WHAT IS REQUIRED => Express the lines starting at the one containing "Target: giant chess set" and ending at the one containing "x=178, y=165" as a JSON list of strings, one string per line, with blank lines skipped. Leave the pictures out of the answer.

Pointing dataset items:
** Start **

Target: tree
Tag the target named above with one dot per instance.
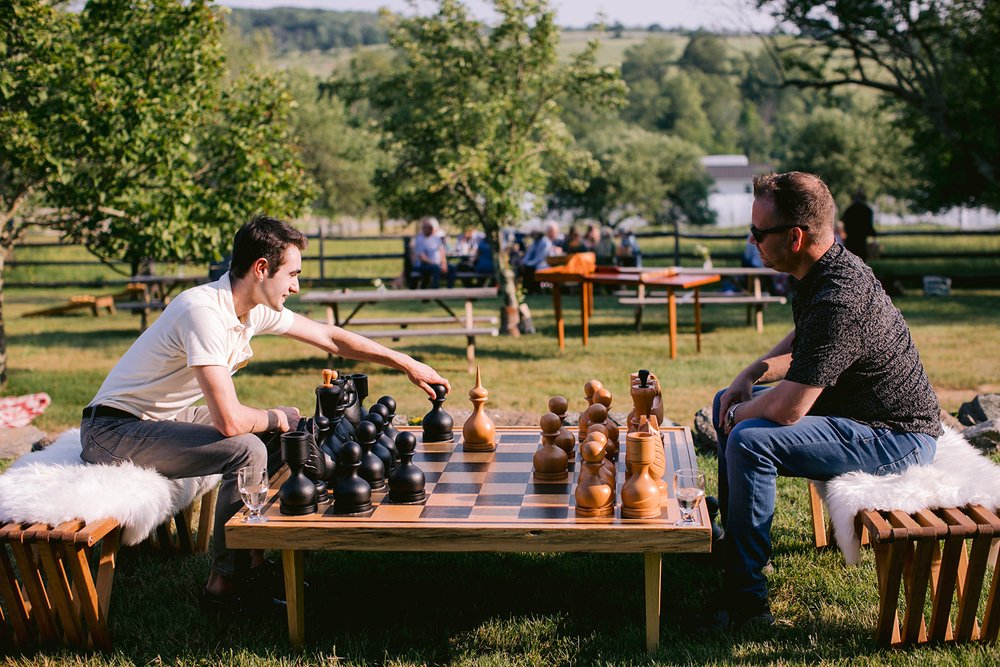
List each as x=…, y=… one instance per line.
x=649, y=174
x=936, y=63
x=471, y=117
x=118, y=129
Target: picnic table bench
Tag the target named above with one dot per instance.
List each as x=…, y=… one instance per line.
x=462, y=323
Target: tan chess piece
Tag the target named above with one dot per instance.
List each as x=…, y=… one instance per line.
x=594, y=496
x=558, y=405
x=598, y=414
x=640, y=493
x=478, y=432
x=589, y=389
x=550, y=462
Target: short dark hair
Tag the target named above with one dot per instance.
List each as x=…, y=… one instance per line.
x=263, y=236
x=799, y=199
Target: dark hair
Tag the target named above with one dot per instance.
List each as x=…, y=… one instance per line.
x=263, y=236
x=799, y=199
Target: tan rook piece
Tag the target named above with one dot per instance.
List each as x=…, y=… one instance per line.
x=640, y=493
x=595, y=496
x=565, y=440
x=550, y=462
x=478, y=433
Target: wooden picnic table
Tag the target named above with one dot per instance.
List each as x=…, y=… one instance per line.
x=588, y=275
x=460, y=516
x=454, y=324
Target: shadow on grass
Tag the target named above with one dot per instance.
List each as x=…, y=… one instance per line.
x=436, y=608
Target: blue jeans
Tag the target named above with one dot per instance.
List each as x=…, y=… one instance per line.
x=758, y=450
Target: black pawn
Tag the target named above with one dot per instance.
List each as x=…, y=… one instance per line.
x=377, y=415
x=372, y=469
x=438, y=424
x=406, y=483
x=353, y=494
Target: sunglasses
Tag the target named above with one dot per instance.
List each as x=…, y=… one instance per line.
x=759, y=234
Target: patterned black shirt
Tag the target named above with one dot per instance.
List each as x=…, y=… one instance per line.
x=851, y=339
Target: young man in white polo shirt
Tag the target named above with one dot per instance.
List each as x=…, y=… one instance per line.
x=144, y=411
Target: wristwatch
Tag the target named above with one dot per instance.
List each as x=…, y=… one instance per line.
x=731, y=417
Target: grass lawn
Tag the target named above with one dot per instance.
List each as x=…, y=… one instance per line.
x=500, y=609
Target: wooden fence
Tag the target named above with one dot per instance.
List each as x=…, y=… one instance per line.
x=681, y=254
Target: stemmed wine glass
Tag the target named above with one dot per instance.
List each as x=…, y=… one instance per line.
x=689, y=488
x=253, y=489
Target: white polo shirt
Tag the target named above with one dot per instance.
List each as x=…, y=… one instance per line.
x=199, y=327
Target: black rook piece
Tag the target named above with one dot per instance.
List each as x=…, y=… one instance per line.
x=298, y=494
x=372, y=469
x=353, y=495
x=438, y=424
x=406, y=483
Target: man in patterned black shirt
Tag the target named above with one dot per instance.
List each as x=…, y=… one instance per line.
x=851, y=393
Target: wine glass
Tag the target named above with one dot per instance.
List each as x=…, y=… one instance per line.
x=689, y=488
x=253, y=489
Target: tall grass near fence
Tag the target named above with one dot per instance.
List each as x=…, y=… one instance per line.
x=510, y=609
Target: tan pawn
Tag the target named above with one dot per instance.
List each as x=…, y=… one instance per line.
x=640, y=493
x=550, y=462
x=594, y=496
x=598, y=414
x=589, y=389
x=558, y=405
x=478, y=433
x=607, y=465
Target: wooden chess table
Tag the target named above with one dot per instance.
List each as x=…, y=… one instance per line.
x=484, y=502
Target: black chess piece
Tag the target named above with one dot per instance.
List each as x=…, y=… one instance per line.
x=437, y=424
x=377, y=415
x=353, y=494
x=297, y=495
x=406, y=483
x=372, y=469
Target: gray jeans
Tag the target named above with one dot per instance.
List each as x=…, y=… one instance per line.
x=187, y=447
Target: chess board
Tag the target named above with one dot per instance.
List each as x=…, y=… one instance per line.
x=496, y=490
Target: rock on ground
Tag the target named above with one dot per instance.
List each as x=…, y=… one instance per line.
x=985, y=436
x=984, y=407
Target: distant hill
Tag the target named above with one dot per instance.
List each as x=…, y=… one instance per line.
x=295, y=29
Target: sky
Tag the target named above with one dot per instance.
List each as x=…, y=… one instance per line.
x=716, y=15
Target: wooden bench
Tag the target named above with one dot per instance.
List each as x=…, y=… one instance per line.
x=55, y=581
x=755, y=303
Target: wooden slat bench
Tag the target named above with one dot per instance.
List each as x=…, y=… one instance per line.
x=755, y=303
x=55, y=581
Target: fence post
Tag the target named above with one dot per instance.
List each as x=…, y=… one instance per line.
x=322, y=235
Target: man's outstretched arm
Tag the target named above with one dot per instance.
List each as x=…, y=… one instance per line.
x=335, y=340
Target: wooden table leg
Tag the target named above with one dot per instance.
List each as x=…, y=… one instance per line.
x=672, y=321
x=697, y=318
x=557, y=307
x=291, y=560
x=653, y=571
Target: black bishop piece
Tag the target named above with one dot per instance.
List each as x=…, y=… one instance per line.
x=437, y=424
x=406, y=483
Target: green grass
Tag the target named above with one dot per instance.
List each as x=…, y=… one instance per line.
x=502, y=609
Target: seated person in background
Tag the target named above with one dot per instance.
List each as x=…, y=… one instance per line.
x=144, y=411
x=627, y=253
x=429, y=255
x=850, y=394
x=573, y=241
x=605, y=248
x=543, y=247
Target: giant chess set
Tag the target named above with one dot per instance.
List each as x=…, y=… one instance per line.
x=348, y=461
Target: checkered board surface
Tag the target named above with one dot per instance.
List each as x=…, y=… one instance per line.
x=498, y=487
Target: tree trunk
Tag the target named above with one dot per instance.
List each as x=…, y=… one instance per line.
x=3, y=333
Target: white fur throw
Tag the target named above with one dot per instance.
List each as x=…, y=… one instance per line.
x=54, y=485
x=958, y=476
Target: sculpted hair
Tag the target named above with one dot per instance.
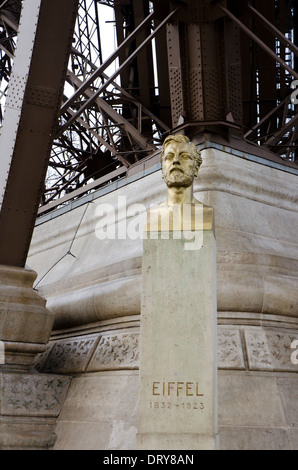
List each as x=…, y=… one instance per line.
x=180, y=138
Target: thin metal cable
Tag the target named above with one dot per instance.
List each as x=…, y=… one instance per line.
x=68, y=251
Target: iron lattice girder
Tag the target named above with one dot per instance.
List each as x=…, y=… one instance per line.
x=28, y=123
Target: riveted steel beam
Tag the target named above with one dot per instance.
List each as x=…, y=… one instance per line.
x=33, y=101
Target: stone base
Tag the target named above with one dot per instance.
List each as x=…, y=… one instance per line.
x=177, y=441
x=30, y=405
x=25, y=322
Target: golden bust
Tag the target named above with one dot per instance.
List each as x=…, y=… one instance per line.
x=180, y=163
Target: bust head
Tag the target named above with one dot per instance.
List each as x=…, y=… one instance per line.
x=180, y=161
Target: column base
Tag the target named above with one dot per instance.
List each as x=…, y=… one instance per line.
x=30, y=405
x=25, y=322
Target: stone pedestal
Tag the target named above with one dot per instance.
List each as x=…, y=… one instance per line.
x=29, y=402
x=178, y=370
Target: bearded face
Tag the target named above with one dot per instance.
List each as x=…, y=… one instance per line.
x=178, y=165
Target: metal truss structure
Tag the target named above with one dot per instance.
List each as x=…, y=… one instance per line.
x=222, y=67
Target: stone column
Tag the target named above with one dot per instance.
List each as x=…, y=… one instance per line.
x=178, y=369
x=29, y=402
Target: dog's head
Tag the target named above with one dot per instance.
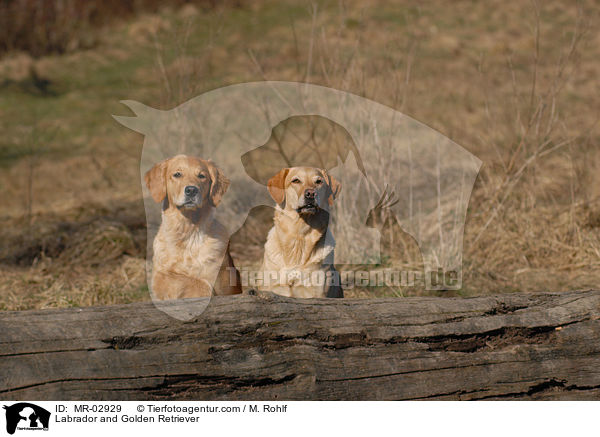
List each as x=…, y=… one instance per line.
x=186, y=183
x=304, y=189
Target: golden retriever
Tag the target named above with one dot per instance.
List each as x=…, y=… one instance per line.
x=191, y=248
x=298, y=259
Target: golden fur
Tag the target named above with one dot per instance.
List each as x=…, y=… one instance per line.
x=300, y=242
x=191, y=248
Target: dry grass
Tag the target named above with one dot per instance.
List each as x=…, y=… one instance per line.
x=515, y=83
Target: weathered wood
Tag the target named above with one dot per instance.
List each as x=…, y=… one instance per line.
x=512, y=346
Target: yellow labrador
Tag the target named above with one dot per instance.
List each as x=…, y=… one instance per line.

** End **

EXERCISE OUTPUT =>
[
  "Target: giant chess set",
  "Tag the target named above with one dot per instance.",
  "List each as x=…, y=… one instance per line.",
  "x=348, y=461",
  "Target: checkered board surface",
  "Tag the target named above with one dot per instance.",
  "List each as x=…, y=… one instance per line.",
  "x=498, y=487",
  "Target: tree trunk",
  "Tag the target named above with one dot per instance.",
  "List each as x=…, y=… one instance per line.",
  "x=3, y=333",
  "Target: white fur throw",
  "Tag the target named above with one dot per instance.",
  "List each as x=…, y=… one instance per line.",
  "x=54, y=485",
  "x=958, y=476",
  "Target: sculpted hair",
  "Tag the target named above with one dot per instance.",
  "List each as x=…, y=… one instance per line.",
  "x=180, y=138",
  "Target: thin metal cable",
  "Tag the target named above with one dot per instance.",
  "List each as x=…, y=… one instance per line.",
  "x=68, y=251",
  "Target: iron lattice girder",
  "Tag the target named above with one dot per instance.",
  "List each as x=…, y=… one instance per line.",
  "x=28, y=123",
  "Target: riveted steel beam",
  "Tag the target named above with one dot per instance.",
  "List each as x=…, y=… one instance per line.",
  "x=33, y=101",
  "Target: stone base",
  "Tag the target named above with one dot per instance.",
  "List each as x=…, y=… one instance per line.",
  "x=177, y=441",
  "x=30, y=405",
  "x=25, y=322",
  "Target: golden bust",
  "Tag the target named above with one dot per instance.",
  "List each as x=…, y=… one instance per line.",
  "x=180, y=163",
  "Target: bust head",
  "Tag the target named above with one dot per instance.",
  "List each as x=…, y=… one instance per line.",
  "x=180, y=161",
  "Target: column base",
  "Tag the target named above with one dot per instance.",
  "List each as x=…, y=… one instance per line.",
  "x=30, y=405",
  "x=25, y=322",
  "Target: stone pedestal",
  "Tag the target named above with one dot per instance.",
  "List each as x=…, y=… one instance per line.",
  "x=29, y=402",
  "x=178, y=370",
  "Target: bearded face",
  "Tag the target named above with one dot per instance.",
  "List each as x=…, y=… one instance per line.",
  "x=178, y=165"
]